EXERCISE TEXT =

■ ■ ■

We apply this optimization technique to $n=7, d=7,8$ to reduce the search space further.

In [4]:
to_compute = [(7,7), (7,8)]
for n, d in to_compute:
    pos_support_size = n + 1
    data = find_positive_supports(pos_support_size, d)
    total_start_time = time.perf_counter()
    min_data = find_minimal_sets_parallel(data)
    iter_elapsed_time = time.perf_counter() - total_start_time
    print(f"n={n:<2}, d={d:<2} | Mininmal supports found: {len(min_data):<7} | Time: {iter_elapsed_time:>5.2f}s", flush=True)

n=7 , d=7  | Mininmal supports found: 15779   | Time:  5.28s
n=7 , d=8  | Mininmal supports found: 64000   | Time: 63.35s


### Computations $\Delta_8$ (Minimal support)

We apply this optimization technique to $n=8, d=8,9$ to reduce the search space further.

■ ■ ■

TASK INSTRUCTIONS =
**1.** Can you extract everything from "We apply this optimization technique to $n=7, d=7,8$" down to "data = find_positive_supports(pos_support_size, d)" in the minimal-support computation notes above?
**2.** Could you continue the minimal-support computation notes above, picking up right after their final sentence?

Saved data entries =

■ ■ ■

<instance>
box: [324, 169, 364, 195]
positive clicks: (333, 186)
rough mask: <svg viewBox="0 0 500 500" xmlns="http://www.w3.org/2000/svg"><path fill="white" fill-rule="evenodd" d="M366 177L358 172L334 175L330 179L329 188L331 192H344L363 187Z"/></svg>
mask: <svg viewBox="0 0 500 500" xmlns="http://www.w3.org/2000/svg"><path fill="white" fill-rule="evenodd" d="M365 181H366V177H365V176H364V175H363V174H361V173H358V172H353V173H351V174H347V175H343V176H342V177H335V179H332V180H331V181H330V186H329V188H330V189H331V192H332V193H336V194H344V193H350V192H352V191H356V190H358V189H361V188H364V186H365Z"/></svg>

■ ■ ■

PER-TASK OUTPUTS =
**1.**
We apply this optimization technique to $n=7, d=7,8$ to reduce the search space further.

In [4]:
to_compute = [(7,7), (7,8)]
for n, d in to_compute:
    pos_support_size = n + 1
    data = find_positive_supports(pos_support_size, d)

**2.**
In [7]:
to_compute = [(8,8), (8,9)]
for n, d in to_compute:
    pos_support_size = n + 1
    data = find_positive_supports(pos_support_size, d)
    total_start_time = time.perf_counter()
    min_data = find_minimal_sets_parallel(data)
    iter_elapsed_time = time.perf_counter() - total_start_time
    print(f"n={n:<2}, d={d:<2} | Mininmal supports found: {len(min_data):<7} | Time: {iter_elapsed_time:>5.2f}s", flush=True)

n=8 , d=8  | Mininmal supports found: 66830   | Time: 102.85s
n=8 , d=9  | Mininmal supports found: 462075  | Time: 3950.16s


## Serializing candidate supports

To serialize the candidate supports for later computations, include the following code.

In [None]:
with open(f'data/n{n:02d}_d{d:02d}.pkl', 'wb') as f:
        pickle.dump(possible_supports, f)
        print(f"Serialized to {f.name}")
        print("------------------------------------")

To deserialize the candidate supports, use

In [None]:
with open(f'data/n{n:02}_d{d:02}.pkl', 'rb') as f:
    data = pickle.load(f)